Answer these questions using the forum thread on switching between time periods below, one answer per line.
(a) About what share of the book at the start is contemporary?
(b) According to GerriB, what can be put on each chapter as a label?
(c) In The Vanishing Act of Esme Lennox, what marks the changes between past and present?
>> Begin SELECTED EXCERPT
It's like this: The first 20% or so of my book is contemporary. The second 20% happens a few hundred years ago (and sheds a light of light on the contemporary bits). The characters and setting are entirely different. I think it would work better if I chop these sections up and splice them in between one another, like shuffling a deck of cards. This would mitigate the feeling that, a quarter of the way through, the reader is suddenly falling into some completely different book than he began.

I'm trying to work out a way to transition between these sections. I'd be jumping only from chapter to chapter, and not WITHIN a chapter, of course.

I don't need to reinvent the wheel. I know this has been done by greater writers than I. So how has it been done? (Possibly relevant info: It's, er, a contemporary mythic fantasy novel. No, really.)

katiemac
01-04-2008, 08:12 AM
You could simply alternate the chapters like you plan. If the scenery and language is obvious that a change has occurred, you may not need transition any more than you already do. Readers will pick up on the every-other pattern very quickly.

kuwisdelu
01-04-2008, 10:15 AM
I agree with Katie. The fact that it's a new chapter IS your transition. As long as you make sure it's not possible to read a page or two and still think you're in the other time, then you're good. Writers do this all the time, so as long as you don't make it confusing, you're okay.

GerriB
01-04-2008, 11:00 AM
Another quick trick is to label each chapter with the year it takes place. That'll make it quite obvious between, say 1789 and 2008.

ORION
01-04-2008, 12:40 PM
In The Vanishing Act of Esme Lennox there are no chapters and all the changes between past and present and POV changes are just extra spaces lines (several returns)- I suggest you take a look at other books that do this - it's done a lot.
>> End SELECTED EXCERPT
>> Begin STORED RECORDS
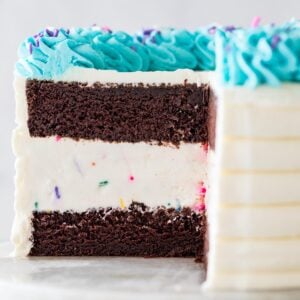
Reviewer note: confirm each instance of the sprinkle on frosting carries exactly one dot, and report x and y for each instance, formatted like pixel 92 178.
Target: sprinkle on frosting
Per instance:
pixel 256 21
pixel 58 138
pixel 122 203
pixel 57 192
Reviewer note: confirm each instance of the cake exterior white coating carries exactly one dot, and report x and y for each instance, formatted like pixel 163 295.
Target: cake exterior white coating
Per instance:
pixel 61 174
pixel 254 204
>> End STORED RECORDS
## [ANSWER FOR THIS EXERCISE]
(a) The first 20% or so.
(b) The year the chapter takes place.
(c) Extra space lines (several returns), since the book has no chapters.